- Task to complete
Search the data below for "christmas" and report how many lines contain it, with no other text.

- Material shown
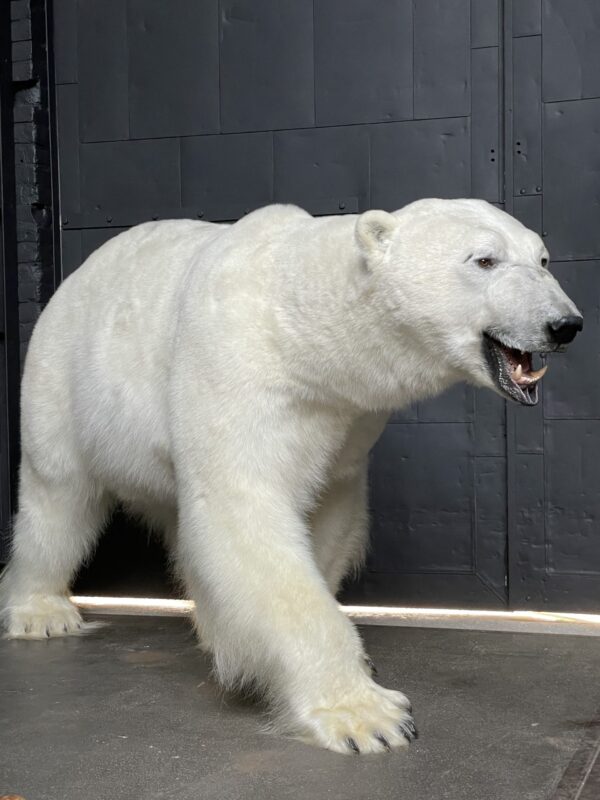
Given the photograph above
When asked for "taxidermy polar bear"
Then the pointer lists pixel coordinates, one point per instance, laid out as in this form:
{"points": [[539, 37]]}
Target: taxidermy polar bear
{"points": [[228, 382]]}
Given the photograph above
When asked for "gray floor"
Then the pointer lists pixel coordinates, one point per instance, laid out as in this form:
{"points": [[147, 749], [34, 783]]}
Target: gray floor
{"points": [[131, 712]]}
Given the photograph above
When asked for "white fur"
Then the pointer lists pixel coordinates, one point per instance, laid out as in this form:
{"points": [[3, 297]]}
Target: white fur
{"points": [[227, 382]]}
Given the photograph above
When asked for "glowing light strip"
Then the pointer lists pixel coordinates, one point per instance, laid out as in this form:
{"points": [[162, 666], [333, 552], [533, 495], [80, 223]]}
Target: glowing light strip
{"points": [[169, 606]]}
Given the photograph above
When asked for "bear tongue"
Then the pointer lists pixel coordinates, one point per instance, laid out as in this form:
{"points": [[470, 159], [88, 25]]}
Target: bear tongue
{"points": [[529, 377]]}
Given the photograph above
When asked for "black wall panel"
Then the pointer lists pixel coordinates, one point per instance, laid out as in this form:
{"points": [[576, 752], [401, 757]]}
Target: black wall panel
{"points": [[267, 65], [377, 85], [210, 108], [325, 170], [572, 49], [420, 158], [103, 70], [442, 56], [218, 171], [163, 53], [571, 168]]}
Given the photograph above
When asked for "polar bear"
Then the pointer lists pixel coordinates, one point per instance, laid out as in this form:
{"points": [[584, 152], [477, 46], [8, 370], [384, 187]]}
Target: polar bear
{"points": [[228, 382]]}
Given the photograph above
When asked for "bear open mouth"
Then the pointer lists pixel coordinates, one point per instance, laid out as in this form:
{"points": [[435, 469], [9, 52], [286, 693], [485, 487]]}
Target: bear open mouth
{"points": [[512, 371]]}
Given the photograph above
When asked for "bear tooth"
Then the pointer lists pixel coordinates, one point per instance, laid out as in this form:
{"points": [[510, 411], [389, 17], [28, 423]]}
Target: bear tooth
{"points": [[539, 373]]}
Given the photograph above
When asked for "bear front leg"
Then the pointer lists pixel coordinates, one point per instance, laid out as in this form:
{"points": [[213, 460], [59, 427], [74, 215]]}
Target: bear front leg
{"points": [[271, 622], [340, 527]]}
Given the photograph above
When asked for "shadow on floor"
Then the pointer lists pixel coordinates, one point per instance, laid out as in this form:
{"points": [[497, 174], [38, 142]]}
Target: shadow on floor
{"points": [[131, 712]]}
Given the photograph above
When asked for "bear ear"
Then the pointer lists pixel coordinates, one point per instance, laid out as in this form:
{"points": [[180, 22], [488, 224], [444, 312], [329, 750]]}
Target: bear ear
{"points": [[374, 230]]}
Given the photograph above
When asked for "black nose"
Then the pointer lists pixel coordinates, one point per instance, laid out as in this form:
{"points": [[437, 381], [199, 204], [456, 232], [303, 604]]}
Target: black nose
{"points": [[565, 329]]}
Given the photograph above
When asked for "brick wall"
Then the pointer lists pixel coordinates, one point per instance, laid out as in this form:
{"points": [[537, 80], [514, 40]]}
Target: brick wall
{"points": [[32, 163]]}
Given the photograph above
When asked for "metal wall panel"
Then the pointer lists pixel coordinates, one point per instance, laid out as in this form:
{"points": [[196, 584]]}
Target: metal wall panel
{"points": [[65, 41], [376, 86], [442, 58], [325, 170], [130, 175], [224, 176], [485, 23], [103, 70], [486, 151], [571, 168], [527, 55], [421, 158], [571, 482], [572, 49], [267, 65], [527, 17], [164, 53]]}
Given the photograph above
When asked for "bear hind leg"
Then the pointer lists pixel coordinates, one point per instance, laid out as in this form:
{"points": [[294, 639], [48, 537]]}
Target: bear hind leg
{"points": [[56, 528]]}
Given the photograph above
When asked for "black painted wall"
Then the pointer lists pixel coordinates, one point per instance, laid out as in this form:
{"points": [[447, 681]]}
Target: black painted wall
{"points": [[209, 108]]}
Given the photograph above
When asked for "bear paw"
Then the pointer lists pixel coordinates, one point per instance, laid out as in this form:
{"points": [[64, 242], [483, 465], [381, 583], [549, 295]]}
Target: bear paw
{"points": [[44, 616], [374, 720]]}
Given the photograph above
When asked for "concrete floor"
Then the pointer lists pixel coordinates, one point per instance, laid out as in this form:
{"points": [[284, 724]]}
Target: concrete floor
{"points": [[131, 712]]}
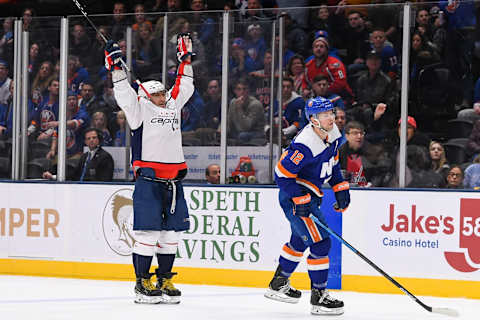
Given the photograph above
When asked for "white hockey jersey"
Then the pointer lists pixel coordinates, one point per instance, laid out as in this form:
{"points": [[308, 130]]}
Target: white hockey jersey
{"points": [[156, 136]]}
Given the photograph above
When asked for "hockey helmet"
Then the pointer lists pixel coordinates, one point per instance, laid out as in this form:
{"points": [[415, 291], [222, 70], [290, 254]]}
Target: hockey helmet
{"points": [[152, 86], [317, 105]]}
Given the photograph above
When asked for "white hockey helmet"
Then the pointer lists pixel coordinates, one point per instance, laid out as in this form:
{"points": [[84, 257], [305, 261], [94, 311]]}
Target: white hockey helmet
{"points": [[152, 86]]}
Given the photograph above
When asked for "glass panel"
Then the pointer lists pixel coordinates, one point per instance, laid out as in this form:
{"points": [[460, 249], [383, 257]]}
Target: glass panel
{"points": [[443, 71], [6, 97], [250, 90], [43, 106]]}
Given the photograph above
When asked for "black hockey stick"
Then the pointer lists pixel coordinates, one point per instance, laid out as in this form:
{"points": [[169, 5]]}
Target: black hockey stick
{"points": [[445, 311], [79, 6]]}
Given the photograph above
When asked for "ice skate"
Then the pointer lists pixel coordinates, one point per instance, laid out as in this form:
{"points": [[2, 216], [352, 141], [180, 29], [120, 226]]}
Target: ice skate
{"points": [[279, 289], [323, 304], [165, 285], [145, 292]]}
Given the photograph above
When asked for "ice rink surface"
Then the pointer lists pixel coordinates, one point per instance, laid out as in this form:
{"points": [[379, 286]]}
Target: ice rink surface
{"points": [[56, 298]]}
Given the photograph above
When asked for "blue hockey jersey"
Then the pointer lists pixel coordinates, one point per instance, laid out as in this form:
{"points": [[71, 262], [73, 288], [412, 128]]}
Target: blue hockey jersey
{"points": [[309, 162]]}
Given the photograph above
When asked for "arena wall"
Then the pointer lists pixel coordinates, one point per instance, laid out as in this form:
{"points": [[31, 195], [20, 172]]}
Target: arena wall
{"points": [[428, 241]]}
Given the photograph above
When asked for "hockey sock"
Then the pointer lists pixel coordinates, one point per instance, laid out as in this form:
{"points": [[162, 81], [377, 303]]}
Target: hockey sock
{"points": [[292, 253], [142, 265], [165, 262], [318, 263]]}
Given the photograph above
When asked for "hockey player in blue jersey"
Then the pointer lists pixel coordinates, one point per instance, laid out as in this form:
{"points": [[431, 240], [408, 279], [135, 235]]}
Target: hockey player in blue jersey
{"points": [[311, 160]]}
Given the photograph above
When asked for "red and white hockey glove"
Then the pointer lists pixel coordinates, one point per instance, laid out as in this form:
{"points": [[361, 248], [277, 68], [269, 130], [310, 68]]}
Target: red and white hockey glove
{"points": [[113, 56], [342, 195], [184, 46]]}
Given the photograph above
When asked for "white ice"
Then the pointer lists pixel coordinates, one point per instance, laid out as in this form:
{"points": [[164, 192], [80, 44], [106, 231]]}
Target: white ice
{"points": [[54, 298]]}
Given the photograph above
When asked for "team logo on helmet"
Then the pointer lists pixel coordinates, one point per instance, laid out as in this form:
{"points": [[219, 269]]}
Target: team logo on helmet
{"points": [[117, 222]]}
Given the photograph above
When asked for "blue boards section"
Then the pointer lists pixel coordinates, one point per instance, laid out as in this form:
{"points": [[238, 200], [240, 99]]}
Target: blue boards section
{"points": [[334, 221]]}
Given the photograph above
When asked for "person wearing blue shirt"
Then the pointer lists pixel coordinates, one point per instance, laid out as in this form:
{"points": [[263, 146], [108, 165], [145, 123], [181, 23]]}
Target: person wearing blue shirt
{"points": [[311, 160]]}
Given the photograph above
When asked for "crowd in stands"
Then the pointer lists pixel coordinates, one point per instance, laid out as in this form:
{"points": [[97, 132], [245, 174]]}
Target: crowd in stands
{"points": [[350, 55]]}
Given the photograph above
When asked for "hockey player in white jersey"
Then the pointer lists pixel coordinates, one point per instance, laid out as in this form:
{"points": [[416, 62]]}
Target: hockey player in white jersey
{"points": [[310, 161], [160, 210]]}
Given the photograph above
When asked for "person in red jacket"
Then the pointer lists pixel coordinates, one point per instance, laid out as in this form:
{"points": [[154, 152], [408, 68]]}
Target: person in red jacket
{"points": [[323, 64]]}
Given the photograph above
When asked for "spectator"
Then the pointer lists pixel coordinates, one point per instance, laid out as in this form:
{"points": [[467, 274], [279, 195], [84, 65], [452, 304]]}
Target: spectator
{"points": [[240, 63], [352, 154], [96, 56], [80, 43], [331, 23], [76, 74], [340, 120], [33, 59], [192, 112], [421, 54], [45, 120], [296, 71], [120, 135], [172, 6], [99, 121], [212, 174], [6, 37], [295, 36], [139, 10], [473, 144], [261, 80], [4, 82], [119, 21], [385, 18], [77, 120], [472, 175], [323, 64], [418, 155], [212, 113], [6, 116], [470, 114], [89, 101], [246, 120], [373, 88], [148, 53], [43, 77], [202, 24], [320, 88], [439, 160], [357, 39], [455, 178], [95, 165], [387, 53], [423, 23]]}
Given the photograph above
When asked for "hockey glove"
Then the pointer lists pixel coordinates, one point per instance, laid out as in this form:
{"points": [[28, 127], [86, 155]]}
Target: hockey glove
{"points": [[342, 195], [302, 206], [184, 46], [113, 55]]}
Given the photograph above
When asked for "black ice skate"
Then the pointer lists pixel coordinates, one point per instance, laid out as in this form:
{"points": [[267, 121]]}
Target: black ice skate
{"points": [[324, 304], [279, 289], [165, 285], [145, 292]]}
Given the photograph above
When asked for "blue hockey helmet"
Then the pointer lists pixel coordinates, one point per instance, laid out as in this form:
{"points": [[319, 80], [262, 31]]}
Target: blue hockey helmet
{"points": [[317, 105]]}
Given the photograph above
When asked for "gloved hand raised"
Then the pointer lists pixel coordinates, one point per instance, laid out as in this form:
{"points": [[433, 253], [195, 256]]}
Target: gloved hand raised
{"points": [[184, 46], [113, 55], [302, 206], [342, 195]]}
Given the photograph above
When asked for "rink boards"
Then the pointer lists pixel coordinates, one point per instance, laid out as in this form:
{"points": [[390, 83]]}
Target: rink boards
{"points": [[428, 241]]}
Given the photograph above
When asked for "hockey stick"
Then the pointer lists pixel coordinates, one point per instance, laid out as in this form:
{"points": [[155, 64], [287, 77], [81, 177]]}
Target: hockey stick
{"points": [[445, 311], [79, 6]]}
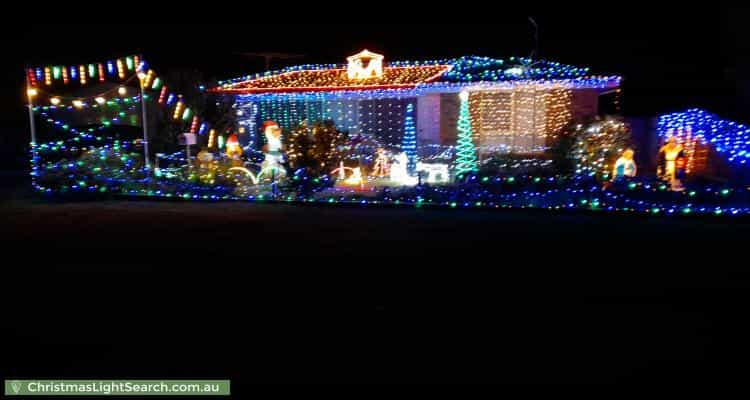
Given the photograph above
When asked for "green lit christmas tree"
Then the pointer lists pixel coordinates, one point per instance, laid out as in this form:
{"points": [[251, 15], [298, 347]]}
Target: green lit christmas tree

- Result of this task
2